● Text segment

Photo: Kay Hinton
The whims of Mother Nature have weighed heavily on Georgia farmers in recent years, but weather isn’t the only challenge they face. Developers have increasingly encroached on farmland, leaving farms vulnerable to the highest bidder and gradually reducing the amount of prime agricultural land in the state.
On Wednesday, Emory University, which has ambitious goals for using local and sustainable foods, announced a new partnership with the Conservation Fund’s Working Farms Fund that will help preserve local farmland and support entrepreneurial farmers while also building a sustainable solution to food production in the metro area. The Conservation Fund is dedicated to creating effective conservation solutions and has protected more than 140,000 acres of land in Georgia since 1985.
“Our commitment to purchase sustainably and locally grown food means the Conservation Fund will be able to provide better market opportunities for farmers as together we create an innovative new model for funding sustainable agriculture in our region,” said Ciannat Howett, director of sustainability initiatives at Emory.

● Material supplied
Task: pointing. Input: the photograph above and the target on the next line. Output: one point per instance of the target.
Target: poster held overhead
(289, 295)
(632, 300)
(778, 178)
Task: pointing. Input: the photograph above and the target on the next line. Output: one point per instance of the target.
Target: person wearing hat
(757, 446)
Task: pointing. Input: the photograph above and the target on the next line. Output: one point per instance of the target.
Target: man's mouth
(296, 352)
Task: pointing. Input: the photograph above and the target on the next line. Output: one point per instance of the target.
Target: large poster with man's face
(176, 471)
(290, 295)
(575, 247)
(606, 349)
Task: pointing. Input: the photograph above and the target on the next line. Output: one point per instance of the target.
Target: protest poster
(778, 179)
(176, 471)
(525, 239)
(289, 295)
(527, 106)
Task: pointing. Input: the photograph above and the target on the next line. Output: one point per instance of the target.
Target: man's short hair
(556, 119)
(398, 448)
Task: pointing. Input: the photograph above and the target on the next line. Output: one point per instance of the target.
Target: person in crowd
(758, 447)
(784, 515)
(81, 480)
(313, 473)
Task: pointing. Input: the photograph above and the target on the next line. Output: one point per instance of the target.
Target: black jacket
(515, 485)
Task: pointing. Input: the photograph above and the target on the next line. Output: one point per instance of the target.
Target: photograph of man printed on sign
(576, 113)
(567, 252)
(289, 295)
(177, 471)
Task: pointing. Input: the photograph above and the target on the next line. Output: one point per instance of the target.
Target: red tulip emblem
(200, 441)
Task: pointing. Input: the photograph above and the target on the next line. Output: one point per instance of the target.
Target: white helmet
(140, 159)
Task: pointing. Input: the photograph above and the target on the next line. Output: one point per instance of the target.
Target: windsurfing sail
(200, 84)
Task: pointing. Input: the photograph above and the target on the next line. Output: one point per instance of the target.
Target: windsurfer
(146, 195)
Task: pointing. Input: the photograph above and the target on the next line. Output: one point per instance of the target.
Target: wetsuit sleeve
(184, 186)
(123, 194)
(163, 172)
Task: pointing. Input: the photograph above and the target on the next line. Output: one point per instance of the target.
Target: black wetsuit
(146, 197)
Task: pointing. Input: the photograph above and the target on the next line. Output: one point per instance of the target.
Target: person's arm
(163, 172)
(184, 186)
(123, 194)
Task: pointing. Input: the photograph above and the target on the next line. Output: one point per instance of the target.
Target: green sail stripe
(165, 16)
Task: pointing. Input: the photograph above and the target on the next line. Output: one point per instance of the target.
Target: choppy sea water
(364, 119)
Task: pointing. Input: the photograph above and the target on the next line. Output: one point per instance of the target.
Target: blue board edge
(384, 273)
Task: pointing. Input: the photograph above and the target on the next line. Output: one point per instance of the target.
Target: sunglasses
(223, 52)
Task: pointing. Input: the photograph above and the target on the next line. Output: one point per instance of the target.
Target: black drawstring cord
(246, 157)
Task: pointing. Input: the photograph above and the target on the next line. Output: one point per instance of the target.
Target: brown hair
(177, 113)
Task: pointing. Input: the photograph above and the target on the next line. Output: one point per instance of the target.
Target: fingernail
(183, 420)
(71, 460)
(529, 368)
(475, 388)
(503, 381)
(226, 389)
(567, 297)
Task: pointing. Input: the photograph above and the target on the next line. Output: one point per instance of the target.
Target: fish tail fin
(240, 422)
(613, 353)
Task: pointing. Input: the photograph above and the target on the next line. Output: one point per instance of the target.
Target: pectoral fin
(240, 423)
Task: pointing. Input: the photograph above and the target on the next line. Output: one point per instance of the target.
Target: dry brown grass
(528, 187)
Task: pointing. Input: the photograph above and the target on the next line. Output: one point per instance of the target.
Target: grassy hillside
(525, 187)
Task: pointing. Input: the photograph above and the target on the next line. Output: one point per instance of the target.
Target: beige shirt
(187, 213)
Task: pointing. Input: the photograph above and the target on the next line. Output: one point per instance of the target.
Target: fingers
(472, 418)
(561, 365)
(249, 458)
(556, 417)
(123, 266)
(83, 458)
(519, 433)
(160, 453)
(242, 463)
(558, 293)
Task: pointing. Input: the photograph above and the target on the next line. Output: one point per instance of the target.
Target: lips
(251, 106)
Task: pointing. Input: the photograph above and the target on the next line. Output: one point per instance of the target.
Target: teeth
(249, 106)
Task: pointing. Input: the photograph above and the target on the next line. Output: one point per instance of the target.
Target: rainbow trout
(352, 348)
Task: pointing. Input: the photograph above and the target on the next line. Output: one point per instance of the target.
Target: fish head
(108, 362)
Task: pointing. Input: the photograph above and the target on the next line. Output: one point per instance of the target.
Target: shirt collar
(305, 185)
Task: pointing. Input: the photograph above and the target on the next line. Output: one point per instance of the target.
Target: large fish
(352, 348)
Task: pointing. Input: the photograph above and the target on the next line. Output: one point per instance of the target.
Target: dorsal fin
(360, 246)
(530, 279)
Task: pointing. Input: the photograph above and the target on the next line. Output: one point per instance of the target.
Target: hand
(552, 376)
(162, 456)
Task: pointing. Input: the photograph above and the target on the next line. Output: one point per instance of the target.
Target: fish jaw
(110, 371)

● What is needed
Translate this sentence from the farmland article into Spanish: "Developers have increasingly encroached on farmland, leaving farms vulnerable to the highest bidder and gradually reducing the amount of prime agricultural land in the state."

● Answer for this exercise
Los urbanizadores han invadido cada vez más las tierras de cultivo, lo que ha dejado las granjas a merced del mejor postor y ha reducido poco a poco la cantidad de tierras agrícolas de primera calidad en el estado.